Set down exactly the lines running from the line with "hand? Each instance should receive its own outline." to the end of the listing below, both ends included.

# [EXERCISE DATA]
───

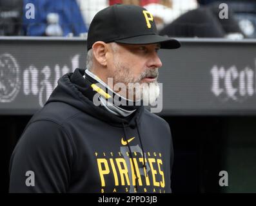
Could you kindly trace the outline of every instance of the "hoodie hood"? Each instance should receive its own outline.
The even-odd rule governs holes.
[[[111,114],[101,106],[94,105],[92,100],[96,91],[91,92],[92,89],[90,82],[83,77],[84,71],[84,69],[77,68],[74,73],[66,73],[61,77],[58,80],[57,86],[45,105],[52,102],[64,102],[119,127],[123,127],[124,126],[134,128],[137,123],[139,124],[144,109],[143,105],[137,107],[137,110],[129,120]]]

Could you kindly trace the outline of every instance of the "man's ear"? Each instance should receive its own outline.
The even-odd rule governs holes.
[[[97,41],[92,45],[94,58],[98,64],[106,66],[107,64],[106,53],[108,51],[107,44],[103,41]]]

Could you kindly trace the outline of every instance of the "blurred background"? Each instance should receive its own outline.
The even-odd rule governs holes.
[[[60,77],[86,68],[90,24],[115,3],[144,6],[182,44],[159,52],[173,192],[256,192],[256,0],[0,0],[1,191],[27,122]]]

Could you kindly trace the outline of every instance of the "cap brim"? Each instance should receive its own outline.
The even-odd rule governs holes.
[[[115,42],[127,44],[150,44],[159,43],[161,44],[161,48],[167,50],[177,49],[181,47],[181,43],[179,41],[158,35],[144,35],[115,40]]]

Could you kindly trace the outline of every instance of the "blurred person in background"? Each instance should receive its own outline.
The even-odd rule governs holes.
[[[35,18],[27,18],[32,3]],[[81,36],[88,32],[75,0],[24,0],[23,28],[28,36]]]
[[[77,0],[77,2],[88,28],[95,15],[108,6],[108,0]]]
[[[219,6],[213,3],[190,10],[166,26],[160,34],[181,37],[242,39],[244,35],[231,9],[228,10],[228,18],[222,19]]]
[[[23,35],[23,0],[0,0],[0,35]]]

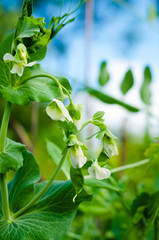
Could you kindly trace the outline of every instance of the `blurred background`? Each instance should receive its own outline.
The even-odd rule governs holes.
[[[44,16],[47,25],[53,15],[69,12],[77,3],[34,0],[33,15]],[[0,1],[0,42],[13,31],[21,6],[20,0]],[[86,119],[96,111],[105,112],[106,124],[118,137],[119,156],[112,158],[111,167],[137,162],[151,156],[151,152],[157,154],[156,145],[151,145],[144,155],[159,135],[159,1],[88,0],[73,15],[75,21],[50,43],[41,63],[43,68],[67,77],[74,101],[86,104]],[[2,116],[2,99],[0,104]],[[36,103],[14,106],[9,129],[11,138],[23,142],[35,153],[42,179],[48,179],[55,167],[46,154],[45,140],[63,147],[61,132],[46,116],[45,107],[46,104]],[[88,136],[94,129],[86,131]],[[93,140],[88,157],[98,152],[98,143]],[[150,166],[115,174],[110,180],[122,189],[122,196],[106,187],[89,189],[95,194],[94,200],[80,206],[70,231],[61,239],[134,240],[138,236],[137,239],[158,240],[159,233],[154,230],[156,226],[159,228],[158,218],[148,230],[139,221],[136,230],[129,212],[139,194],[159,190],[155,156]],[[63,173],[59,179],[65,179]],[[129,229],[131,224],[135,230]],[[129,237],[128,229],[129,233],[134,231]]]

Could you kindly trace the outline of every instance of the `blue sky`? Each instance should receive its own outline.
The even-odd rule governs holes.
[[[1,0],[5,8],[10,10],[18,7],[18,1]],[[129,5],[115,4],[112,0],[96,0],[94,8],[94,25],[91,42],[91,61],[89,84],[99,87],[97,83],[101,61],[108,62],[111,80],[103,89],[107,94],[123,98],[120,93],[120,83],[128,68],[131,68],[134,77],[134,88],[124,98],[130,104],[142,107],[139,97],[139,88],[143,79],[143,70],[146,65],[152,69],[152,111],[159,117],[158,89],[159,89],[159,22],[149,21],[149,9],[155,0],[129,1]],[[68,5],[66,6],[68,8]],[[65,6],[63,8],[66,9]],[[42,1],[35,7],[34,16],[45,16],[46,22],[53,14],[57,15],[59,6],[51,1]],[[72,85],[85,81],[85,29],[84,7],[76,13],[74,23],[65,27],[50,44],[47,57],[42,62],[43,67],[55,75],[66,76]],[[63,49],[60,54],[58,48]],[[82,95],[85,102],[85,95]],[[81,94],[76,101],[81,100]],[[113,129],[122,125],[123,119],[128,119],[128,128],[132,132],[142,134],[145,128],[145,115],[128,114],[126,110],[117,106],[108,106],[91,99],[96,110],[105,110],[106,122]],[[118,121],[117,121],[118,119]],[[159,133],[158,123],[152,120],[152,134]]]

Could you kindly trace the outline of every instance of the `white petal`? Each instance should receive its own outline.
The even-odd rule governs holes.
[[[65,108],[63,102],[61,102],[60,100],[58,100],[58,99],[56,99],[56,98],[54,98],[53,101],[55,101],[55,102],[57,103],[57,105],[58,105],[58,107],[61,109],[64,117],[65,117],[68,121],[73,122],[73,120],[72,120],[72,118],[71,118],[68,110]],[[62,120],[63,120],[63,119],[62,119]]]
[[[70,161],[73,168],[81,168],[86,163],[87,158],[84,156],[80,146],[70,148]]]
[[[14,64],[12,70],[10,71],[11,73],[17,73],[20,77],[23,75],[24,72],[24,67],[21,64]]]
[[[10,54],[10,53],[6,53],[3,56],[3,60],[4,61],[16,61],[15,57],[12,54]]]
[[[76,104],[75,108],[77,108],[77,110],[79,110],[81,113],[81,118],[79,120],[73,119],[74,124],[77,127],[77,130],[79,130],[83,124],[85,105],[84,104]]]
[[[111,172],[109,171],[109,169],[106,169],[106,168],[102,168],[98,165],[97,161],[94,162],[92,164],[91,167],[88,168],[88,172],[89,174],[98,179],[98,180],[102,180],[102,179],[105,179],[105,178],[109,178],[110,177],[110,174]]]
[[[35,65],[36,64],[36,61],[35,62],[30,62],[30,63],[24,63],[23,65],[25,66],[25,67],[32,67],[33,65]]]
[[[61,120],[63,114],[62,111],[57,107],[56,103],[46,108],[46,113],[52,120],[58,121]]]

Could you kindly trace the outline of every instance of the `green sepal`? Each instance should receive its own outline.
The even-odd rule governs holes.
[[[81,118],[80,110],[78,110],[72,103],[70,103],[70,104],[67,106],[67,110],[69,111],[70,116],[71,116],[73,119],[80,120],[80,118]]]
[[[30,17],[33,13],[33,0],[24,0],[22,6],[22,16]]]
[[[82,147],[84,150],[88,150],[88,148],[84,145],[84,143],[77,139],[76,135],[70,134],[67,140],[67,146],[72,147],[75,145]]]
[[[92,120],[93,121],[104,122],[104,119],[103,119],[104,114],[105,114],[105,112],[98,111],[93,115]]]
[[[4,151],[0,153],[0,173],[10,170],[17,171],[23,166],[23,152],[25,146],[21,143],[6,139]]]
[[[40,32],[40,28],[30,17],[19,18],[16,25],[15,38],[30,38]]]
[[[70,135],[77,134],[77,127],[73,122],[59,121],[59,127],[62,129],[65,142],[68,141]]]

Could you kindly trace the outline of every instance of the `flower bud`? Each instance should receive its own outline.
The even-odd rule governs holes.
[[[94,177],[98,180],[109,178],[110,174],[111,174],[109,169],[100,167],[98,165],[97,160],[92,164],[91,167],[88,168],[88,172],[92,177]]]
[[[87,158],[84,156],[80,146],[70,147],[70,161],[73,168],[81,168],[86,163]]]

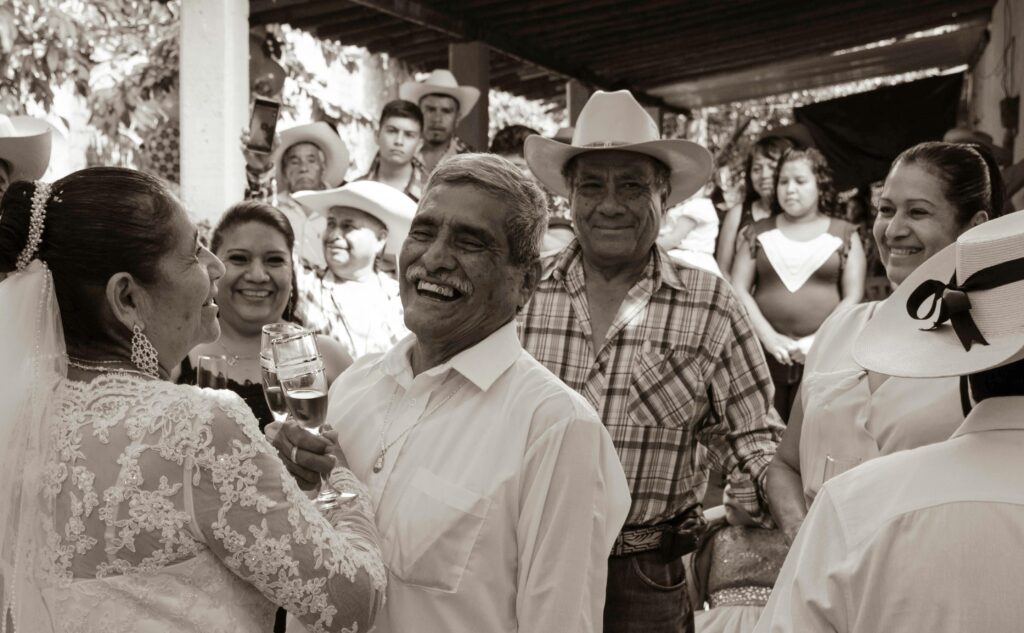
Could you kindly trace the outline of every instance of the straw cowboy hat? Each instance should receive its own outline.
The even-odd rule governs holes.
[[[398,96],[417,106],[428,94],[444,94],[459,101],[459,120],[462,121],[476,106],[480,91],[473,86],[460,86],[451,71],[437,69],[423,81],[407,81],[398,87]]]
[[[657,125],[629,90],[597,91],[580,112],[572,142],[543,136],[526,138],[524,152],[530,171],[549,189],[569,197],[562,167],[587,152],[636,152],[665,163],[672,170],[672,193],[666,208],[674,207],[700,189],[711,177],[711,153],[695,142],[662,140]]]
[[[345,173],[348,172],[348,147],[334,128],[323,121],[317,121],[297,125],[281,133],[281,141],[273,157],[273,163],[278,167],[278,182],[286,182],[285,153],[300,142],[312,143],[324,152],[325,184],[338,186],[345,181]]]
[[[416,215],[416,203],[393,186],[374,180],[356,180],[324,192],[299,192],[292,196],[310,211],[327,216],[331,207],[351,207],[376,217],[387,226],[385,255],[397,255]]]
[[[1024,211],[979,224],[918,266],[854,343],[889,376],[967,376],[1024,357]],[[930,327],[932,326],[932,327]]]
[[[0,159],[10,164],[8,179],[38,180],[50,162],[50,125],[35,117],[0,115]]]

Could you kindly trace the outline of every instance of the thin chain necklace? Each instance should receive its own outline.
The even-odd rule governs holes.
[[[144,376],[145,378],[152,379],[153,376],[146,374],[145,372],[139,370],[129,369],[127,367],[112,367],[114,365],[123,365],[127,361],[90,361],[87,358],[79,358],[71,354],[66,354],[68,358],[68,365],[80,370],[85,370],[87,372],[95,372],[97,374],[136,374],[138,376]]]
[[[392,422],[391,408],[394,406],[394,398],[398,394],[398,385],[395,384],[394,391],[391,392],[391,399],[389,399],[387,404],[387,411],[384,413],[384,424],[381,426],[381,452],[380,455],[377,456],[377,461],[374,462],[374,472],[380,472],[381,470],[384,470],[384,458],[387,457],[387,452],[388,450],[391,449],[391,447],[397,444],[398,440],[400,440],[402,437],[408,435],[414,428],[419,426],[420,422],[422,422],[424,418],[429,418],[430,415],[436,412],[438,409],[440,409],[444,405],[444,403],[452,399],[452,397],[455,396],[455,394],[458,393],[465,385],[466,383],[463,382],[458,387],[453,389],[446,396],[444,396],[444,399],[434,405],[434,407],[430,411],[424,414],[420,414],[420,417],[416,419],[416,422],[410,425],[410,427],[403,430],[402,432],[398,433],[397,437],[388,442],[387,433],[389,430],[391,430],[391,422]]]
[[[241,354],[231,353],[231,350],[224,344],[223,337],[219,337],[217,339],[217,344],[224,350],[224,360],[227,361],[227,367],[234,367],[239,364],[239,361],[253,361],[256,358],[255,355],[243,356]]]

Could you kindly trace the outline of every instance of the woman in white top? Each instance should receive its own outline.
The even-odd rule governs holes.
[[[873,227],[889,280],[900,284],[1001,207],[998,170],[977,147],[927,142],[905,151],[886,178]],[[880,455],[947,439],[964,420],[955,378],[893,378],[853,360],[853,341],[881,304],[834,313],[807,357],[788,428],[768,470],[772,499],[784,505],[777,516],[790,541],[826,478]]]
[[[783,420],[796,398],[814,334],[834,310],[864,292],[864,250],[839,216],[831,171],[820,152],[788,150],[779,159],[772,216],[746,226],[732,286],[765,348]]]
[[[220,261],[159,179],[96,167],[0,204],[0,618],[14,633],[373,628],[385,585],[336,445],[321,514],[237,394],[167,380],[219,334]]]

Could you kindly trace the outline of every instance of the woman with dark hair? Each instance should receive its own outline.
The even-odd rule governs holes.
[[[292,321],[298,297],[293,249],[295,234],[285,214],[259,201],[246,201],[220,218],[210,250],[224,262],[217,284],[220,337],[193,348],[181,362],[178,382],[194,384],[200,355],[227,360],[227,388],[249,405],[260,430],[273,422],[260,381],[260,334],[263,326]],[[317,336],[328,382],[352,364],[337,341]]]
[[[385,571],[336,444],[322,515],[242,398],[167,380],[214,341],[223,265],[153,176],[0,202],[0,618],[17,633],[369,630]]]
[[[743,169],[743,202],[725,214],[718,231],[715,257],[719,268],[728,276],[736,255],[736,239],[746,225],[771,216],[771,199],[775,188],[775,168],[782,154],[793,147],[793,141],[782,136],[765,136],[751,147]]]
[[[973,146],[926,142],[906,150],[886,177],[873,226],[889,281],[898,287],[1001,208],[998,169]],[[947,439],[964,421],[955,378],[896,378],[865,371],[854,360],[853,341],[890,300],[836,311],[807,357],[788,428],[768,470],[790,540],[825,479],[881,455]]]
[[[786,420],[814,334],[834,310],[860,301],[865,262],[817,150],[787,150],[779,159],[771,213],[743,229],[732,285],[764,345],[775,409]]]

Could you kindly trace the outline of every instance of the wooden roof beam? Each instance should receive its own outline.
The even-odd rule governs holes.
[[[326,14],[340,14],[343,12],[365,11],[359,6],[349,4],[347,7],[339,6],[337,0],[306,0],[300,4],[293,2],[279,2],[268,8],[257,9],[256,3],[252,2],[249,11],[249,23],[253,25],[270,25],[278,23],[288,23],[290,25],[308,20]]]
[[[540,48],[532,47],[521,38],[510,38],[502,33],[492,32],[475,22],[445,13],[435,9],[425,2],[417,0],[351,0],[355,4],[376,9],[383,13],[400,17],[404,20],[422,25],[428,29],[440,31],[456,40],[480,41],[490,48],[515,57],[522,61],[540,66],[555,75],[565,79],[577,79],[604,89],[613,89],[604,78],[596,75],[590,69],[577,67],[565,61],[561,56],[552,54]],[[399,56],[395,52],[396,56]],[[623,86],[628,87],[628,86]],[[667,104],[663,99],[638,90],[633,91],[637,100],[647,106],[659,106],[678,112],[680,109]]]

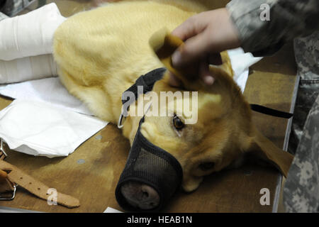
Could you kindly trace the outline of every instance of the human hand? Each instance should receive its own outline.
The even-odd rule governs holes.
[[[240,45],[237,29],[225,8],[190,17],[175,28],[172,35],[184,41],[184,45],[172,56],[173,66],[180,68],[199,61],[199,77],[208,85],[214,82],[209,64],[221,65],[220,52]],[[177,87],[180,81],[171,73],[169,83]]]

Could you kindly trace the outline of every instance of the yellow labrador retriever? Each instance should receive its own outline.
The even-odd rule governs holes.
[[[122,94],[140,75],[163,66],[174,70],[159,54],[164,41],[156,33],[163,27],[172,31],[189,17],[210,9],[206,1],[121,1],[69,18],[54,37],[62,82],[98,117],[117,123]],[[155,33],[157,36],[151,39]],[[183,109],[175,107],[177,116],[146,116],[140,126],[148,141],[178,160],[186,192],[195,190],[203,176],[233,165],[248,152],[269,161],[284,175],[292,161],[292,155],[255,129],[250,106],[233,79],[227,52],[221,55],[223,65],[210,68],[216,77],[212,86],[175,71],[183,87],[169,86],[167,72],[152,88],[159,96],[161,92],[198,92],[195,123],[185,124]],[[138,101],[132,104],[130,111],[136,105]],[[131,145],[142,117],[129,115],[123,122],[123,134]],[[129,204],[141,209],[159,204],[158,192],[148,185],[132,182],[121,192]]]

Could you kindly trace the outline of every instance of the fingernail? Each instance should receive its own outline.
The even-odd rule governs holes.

───

# [TASK ANSWER]
Could you kindly trace the outline of every instance of the human hand? Each instance should receive its own outline.
The even-odd rule governs holes.
[[[240,45],[237,29],[225,8],[190,17],[175,28],[172,35],[184,41],[184,45],[172,56],[173,66],[180,68],[199,61],[199,77],[208,85],[214,82],[209,64],[221,65],[220,52]],[[177,87],[180,81],[171,73],[169,83]]]

Could you kindly trace the outline of every instance of the yellow labrador retriever? Each instance should receive its own outline.
The even-odd rule governs holes.
[[[122,94],[140,75],[163,66],[174,70],[159,54],[164,41],[156,33],[163,27],[172,31],[189,17],[210,9],[206,1],[121,1],[69,18],[54,37],[62,82],[98,117],[117,123]],[[155,33],[157,36],[151,39]],[[183,109],[175,107],[177,116],[146,116],[140,126],[148,141],[178,160],[186,192],[195,190],[203,176],[233,165],[248,152],[269,161],[284,175],[292,161],[292,155],[255,129],[250,106],[233,79],[227,52],[221,55],[223,65],[210,68],[216,77],[212,86],[175,71],[183,87],[169,86],[167,72],[152,88],[159,96],[161,92],[198,92],[195,123],[185,124]],[[138,101],[132,104],[130,111],[136,105]],[[131,145],[142,117],[129,115],[123,122],[123,134]],[[129,204],[141,209],[159,204],[158,192],[148,185],[132,182],[121,192]]]

Could you kindly trace the outline of every instance of the fingernail? Each instance should receive its own outline.
The even-odd rule governs holes.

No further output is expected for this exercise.